● Stated problem:
Copy the rows from the line with "Two rules. Place a point on every instance of the front" through the end of the rows, keeping every request, and shift each point coordinate by adding -23 to both of its numbers. Leave the pictures out of your answer.

● Records for the exercise:
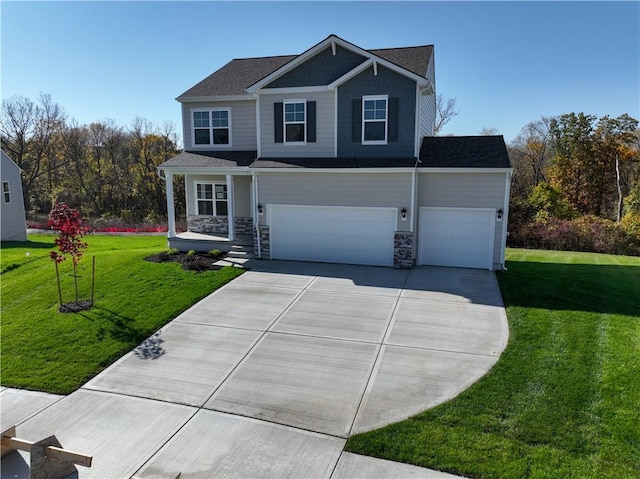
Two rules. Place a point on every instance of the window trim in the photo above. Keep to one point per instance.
(213, 200)
(211, 128)
(366, 98)
(6, 192)
(285, 122)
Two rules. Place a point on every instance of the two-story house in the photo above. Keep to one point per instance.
(329, 156)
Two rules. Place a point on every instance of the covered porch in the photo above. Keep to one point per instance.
(219, 200)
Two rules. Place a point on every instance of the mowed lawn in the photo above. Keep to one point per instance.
(563, 401)
(45, 350)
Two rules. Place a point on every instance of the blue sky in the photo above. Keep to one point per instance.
(506, 63)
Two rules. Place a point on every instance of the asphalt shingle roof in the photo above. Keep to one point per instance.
(464, 152)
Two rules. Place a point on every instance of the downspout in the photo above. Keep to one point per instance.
(256, 215)
(171, 220)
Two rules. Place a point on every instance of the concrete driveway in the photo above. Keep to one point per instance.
(269, 375)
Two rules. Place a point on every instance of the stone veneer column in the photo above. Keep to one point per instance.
(403, 249)
(265, 245)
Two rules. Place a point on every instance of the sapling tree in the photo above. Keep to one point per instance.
(69, 225)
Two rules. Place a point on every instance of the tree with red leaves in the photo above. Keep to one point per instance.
(68, 223)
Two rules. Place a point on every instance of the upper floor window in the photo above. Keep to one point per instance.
(211, 199)
(212, 127)
(295, 121)
(374, 120)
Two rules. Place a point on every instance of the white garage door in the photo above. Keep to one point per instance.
(460, 237)
(332, 234)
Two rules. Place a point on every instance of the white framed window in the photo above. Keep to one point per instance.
(375, 116)
(211, 199)
(295, 121)
(5, 192)
(211, 127)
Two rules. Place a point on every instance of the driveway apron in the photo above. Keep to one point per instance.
(269, 375)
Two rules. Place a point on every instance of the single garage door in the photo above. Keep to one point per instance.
(355, 235)
(460, 237)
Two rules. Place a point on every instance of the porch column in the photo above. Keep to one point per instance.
(230, 206)
(171, 214)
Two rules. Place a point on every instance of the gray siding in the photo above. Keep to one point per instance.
(386, 82)
(465, 190)
(324, 145)
(243, 125)
(337, 189)
(13, 227)
(321, 69)
(428, 106)
(242, 196)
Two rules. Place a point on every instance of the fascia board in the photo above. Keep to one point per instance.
(203, 170)
(463, 170)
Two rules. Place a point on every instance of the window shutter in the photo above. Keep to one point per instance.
(278, 122)
(311, 122)
(392, 133)
(356, 120)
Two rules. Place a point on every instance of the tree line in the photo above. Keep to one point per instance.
(102, 168)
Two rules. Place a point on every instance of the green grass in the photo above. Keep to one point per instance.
(45, 350)
(564, 398)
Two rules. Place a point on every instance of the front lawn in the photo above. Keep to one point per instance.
(564, 398)
(45, 350)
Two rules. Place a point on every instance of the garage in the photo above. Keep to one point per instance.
(335, 234)
(461, 237)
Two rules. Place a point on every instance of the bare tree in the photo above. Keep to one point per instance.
(445, 112)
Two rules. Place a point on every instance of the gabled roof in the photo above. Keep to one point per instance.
(236, 76)
(464, 152)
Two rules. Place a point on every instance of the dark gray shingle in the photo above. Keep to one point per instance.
(464, 152)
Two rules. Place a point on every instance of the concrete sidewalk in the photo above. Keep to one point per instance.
(269, 375)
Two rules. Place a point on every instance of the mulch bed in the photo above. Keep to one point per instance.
(198, 262)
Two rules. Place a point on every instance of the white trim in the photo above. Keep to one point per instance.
(366, 98)
(292, 90)
(492, 228)
(505, 219)
(284, 121)
(197, 99)
(210, 128)
(196, 210)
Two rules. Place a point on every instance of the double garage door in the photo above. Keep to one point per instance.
(462, 237)
(356, 235)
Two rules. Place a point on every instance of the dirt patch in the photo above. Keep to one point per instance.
(198, 262)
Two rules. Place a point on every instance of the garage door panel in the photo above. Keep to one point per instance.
(460, 237)
(333, 234)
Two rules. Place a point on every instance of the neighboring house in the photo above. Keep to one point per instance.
(330, 156)
(14, 226)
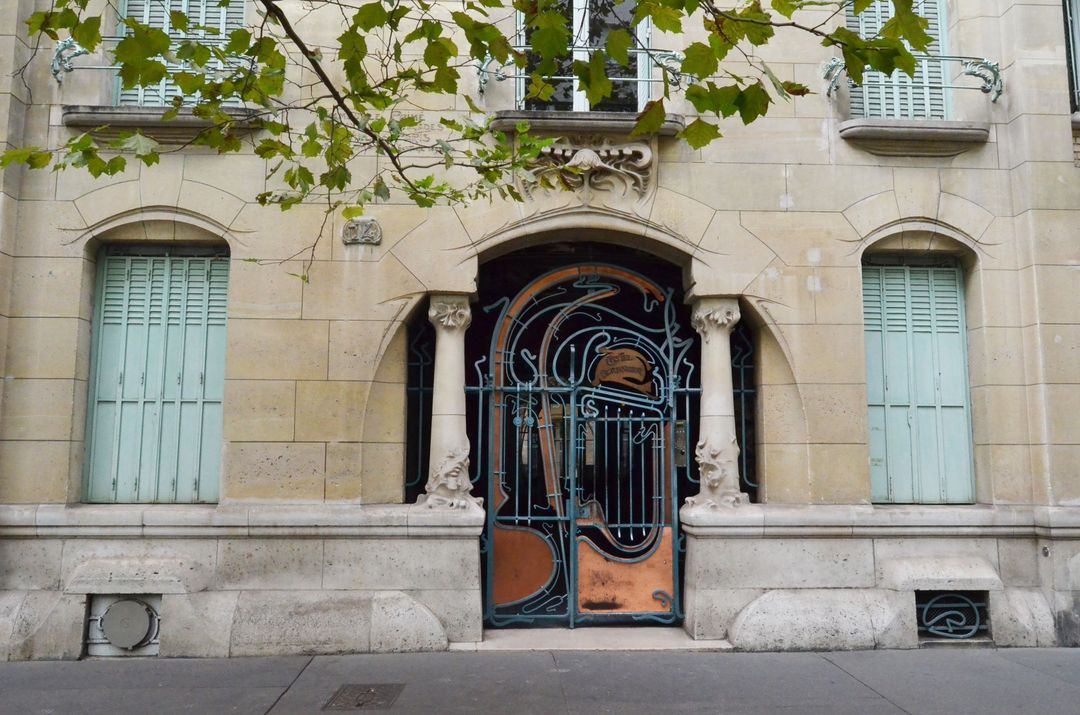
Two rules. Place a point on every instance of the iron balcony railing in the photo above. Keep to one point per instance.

● Response to the task:
Two rules. Place a point on every instance of the front lawn in the photo above. Keep to one point per instance.
(541, 375)
(22, 327)
Two rules. Place a point on every instance of the garage in the photo above. Keep to one point per instance.
(312, 211)
(438, 214)
Two rules. Place a point on every instance of the bare tree in the photo above. Keep to one point per instance.
(422, 89)
Two rules. Place a point on every instance of the gabled roof in the photo above. Keep to one point per instance.
(213, 53)
(441, 129)
Two rules. Place a point on every instance of the dark gray shingle in the photo above. Keep to one point per instance.
(441, 129)
Two rules. Place a point on every instance of the concrete sidewalk in the photo above. Keep to one point per instance.
(246, 352)
Two rules. Place a point on every instance of the mulch bed in the photo above. Keep to one point per instance.
(175, 239)
Two rules. Place a point on every instance of the white trim in the photo above. Keep to one point per instance.
(343, 75)
(269, 67)
(469, 205)
(482, 196)
(261, 98)
(174, 76)
(187, 105)
(173, 187)
Two rules. Place a point on every instance of the double garage door in the photo above. Keep to one point per instance.
(439, 214)
(333, 212)
Two rules. Place a point on every instance of the dirt patch in the photo above. Keep to one point per instance.
(175, 239)
Two rules. Place a point on every instance of the garage door panel in the photo above. Keep to one point per instance.
(437, 214)
(310, 211)
Two rules. Place a point on every instance of the neighboring house in the photo above. Keep to one point per instance.
(307, 133)
(-9, 203)
Two rules. Place a point on every instance of the iron balcony railing in the photo above. Keep to one point per instance.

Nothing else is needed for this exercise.